• SUPPLIED PASSAGE:
****************************************

Deal Value Proposition

  • Deal is the largest all-cash takeover on record and with a headline price of 28x earnings, the purchase doesn’t seem cheap
  • Monsanto earned $4.48; proxy projects a couple of scenarios with average earnings of $7.22 in 2019; Einhorn believes that if corn returns to normal price of $4.50 a bushel, it will add more than a dollar to these projected earnings
  • Deal is “supposed” to close at the end of 2017
  • By the end of third year, Bayer thinks it can save $1.2 billion by cutting duplicate sales and marketing organizations, and increase earnings by additional $300 million by selling products into additional markets; expect to achieve R&D gains as well
  • Adding $1.5 billion in synergies adds another $2.60 to Monsanto’s earnings which brings multiple down from 28 to about 12x
  • On a combined basis, business will be 48% agriculture, 36% pharma, 13% consumer brands, and 3% animal health
  • Pro forma businesses deserve multiples of 14 – 22x and people buying Bayer today get the package for about 10x (if the merger closes)
Source: Greenlight Capital Presentation at Robin Hood Investor Conference
  • Prefer a deal to no deal but at this price, like Bayer either way

David Einhorn is the founder of Greenlight Capital, a long/short hedge fund with an estimated AUM of over $10 billion as of 2015.

****************************************

• RECORD EXTRACTS:

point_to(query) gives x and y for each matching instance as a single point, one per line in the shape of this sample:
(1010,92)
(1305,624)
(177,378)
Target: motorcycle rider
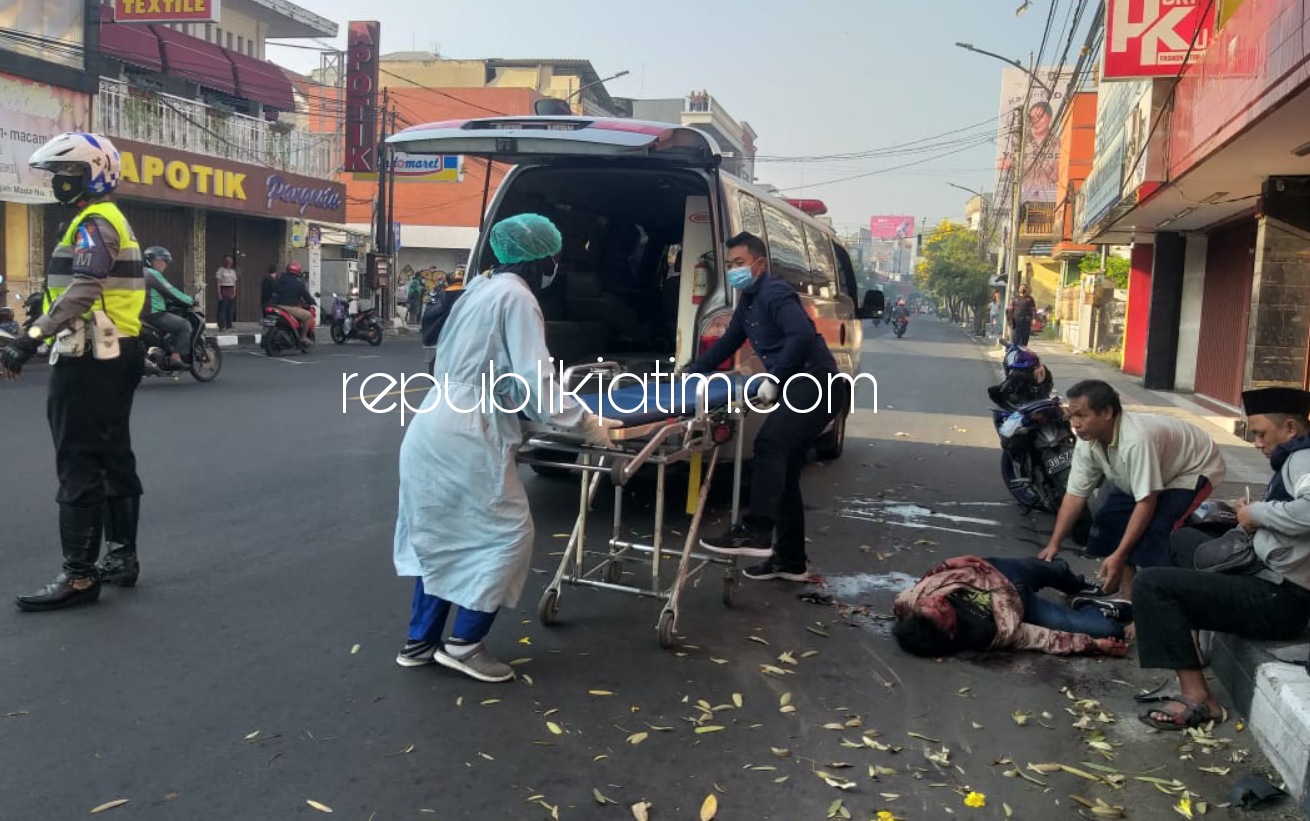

****************************************

• TRY IT: Return, word for word, the portion of the Bayer–Monsanto deal summary from "Source: Greenlight Capital" up to and including "as of 2015.".

• EXERCISE SOLUTION:
Source: Greenlight Capital Presentation at Robin Hood Investor Conference
  • Prefer a deal to no deal but at this price, like Bayer either way

David Einhorn is the founder of Greenlight Capital, a long/short hedge fund with an estimated AUM of over $10 billion as of 2015.